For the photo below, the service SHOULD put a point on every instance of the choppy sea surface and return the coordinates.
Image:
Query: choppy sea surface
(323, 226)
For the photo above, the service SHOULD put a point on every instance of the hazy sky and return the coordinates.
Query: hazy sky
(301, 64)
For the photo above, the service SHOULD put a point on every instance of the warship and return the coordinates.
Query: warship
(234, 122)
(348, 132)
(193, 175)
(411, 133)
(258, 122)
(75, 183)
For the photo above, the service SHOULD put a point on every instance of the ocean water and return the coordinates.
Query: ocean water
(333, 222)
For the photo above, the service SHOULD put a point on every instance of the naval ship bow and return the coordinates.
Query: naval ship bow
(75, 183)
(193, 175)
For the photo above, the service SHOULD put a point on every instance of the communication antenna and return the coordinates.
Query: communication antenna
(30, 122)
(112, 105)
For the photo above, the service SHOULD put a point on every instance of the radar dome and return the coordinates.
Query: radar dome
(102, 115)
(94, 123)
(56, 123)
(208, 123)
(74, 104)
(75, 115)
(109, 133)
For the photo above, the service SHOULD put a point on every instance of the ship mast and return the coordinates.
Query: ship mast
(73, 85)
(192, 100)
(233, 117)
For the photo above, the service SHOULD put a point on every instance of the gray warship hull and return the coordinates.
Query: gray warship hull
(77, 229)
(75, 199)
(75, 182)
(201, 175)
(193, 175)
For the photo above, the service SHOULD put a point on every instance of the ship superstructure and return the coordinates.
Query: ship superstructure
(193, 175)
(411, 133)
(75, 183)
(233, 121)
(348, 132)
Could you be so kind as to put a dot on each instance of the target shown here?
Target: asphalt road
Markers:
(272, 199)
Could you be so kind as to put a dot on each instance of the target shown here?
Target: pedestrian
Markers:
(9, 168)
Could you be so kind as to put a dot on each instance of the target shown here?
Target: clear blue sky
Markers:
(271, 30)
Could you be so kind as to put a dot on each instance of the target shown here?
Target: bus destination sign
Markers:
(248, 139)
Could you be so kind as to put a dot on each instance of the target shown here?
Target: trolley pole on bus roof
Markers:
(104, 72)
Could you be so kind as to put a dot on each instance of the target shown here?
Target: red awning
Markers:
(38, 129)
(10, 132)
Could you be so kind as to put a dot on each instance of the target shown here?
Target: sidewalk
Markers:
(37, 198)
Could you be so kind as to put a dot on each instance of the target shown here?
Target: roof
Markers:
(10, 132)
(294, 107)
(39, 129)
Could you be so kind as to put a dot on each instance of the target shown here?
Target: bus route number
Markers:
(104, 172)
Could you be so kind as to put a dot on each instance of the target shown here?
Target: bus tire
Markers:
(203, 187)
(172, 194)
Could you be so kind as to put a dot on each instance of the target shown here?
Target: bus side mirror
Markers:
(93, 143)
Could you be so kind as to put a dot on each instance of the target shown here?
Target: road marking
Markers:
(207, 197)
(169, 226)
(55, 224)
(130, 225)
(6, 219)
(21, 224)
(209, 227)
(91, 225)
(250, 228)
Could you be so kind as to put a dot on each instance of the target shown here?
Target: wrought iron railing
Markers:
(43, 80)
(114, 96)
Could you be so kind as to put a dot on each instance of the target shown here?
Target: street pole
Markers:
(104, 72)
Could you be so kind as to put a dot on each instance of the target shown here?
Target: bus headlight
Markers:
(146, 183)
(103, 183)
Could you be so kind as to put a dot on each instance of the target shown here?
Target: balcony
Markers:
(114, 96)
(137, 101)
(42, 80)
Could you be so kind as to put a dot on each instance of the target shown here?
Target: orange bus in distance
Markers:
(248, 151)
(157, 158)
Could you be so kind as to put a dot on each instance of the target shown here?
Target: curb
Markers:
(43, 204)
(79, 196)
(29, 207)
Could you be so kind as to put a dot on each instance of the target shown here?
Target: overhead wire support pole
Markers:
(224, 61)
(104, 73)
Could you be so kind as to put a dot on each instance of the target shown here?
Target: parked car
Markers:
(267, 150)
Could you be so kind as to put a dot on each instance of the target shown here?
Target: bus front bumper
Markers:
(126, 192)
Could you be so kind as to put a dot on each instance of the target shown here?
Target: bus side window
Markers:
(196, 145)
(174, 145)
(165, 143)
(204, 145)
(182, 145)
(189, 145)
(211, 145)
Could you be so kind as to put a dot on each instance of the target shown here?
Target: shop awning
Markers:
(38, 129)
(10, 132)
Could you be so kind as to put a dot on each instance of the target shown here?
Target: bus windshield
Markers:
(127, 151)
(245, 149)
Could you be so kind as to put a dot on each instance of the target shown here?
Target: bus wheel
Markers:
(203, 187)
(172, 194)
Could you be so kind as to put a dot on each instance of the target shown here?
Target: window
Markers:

== What to produce ==
Pick out each line of the items above that contains the string "hull". Case counts.

== Completed task ==
For the photo above, the service SHOULD put a point on every instance of the gray warship hull and return the coordinates.
Query: gray warship hull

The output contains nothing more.